SUPPLIED TEXT:
It came, over and over, down to this: What made someone a <i>mother</i>? Was it biology alone, or was it love?
Although I had intense feelings about them all, I think there was really only one character I truly felt an immense dislike towards, and I am willing to bet not many readers will think the same on this as me: The person I had a distinct distaste towards was Mia. Her ungrateful, fanciful and irresponsible attitude bothered me, but it was mostly her hypocrisy that made my skin crawl.
First of all, I genuinely believe Mia was a bad mother. I don’t care how she tried to justify it, whether it was due to her “artistic spirit” or her young age, but she never ever did what was best for her daughter in those early years. She never chose to take care of her daughter properly, and instead continued to choose to live the life of a starving artist, as if she didn’t have a whole child depending on her! She dragged that child from place to place, never staying somewhere for more than a few months, never letting her daughter set up roots anywhere, forcing her to be forever lonely and homeless.
And really, this would be enough reason for me to dislike Mia, but it was her superior attitude, despite her own many flaws, that distinctly bothered me. She acted like she was a great mother, a great person, this pinnacle of wisdom and goodness, when she was anything but. She was aimless, she was irresponsible, she was selfish, but, like I said earlier, she was also insanely hypocritical. She had a very strong opinion on the adoption case of the McCulloughs (her own actions even being the sole cause for why Linda and Mark now had to fight to keep their adopted child), and she argued this by saying that a child should be raised by her “real” mother and that the “real” mother deserved to raise her child, but she never, not even once, mentioned (to herself or anyone else) the very real fact that she stole her own child away from her father. Did she simply think this sentiment does not apply to fathers? Is she truly that unfair and cruel? Because it’s important to note that her daughter’s father desperately wanted to raise this child, but Mia just took her from him; she stole his child. And she never thought she did a single thing wrong. The hypocrisy! It baffled me.

MATERIAL SUPPLIED:
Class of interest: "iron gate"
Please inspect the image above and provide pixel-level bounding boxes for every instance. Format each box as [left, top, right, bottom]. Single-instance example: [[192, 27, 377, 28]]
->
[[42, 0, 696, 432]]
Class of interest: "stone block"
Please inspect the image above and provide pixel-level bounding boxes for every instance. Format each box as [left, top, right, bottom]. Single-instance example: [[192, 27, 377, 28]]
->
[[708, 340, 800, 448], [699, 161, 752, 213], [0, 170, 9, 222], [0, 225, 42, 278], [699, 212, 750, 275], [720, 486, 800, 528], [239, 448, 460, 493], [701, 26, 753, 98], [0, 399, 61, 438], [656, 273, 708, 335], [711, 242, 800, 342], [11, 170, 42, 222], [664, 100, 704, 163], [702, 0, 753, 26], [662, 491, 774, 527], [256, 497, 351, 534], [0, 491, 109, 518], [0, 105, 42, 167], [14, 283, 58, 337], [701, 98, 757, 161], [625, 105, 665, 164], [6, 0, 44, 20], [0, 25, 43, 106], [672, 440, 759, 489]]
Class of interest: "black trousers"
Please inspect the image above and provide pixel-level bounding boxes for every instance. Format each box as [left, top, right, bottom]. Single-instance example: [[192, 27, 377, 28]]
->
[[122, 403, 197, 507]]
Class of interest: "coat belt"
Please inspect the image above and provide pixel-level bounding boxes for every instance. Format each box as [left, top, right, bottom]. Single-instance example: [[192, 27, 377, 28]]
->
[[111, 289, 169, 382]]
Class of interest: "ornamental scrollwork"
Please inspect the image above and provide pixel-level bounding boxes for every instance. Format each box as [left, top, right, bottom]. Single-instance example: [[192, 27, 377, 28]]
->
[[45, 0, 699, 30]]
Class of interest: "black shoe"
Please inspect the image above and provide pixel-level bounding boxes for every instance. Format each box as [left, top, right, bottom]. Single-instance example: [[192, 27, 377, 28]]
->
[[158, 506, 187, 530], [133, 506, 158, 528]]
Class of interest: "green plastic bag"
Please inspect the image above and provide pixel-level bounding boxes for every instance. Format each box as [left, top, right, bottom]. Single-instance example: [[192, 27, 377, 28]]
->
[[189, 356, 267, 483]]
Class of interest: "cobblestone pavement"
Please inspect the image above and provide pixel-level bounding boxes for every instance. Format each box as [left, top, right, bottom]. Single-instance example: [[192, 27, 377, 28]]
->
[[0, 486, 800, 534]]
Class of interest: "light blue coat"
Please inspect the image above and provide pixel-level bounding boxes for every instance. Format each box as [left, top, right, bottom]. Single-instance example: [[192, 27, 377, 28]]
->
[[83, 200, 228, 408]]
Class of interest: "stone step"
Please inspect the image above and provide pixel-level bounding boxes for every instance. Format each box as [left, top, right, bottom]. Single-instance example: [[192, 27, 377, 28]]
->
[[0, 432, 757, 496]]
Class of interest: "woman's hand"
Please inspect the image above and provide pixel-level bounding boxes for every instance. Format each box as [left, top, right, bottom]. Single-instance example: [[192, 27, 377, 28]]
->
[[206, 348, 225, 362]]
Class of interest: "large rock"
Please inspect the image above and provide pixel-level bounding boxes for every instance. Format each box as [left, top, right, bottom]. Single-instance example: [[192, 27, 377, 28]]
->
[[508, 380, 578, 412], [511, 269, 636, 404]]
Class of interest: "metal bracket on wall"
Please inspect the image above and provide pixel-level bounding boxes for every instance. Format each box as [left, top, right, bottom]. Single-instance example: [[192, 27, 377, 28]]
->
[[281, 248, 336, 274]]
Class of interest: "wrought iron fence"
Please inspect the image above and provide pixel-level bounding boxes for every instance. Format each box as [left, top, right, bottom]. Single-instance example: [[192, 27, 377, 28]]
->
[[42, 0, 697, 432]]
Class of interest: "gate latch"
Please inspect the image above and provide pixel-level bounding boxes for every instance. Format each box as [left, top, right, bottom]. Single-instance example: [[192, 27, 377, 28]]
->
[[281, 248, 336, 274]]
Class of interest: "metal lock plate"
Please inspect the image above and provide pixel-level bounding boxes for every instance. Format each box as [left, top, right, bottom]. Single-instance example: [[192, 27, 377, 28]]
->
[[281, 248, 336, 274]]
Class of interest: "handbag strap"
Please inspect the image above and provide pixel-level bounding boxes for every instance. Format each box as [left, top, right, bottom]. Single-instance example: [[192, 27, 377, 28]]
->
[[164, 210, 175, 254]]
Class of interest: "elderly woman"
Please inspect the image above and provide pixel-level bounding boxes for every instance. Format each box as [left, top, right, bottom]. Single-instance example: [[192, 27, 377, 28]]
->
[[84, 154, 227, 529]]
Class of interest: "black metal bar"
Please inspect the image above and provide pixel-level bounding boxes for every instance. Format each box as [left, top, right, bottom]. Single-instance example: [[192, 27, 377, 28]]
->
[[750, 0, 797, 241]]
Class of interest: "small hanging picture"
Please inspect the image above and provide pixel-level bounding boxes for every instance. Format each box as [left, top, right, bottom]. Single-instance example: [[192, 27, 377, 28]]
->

YOUR OBJECTIVE:
Answer these questions from the review of the character Mia:
(a) What about Mia does the writer say mostly made their skin crawl?
(b) Whose adoption case did Mia have a very strong opinion on?
(c) From whom, according to the writer, did Mia steal her daughter?

TASK OUTPUT:
(a) Her hypocrisy.
(b) The McCulloughs'.
(c) Her daughter's father.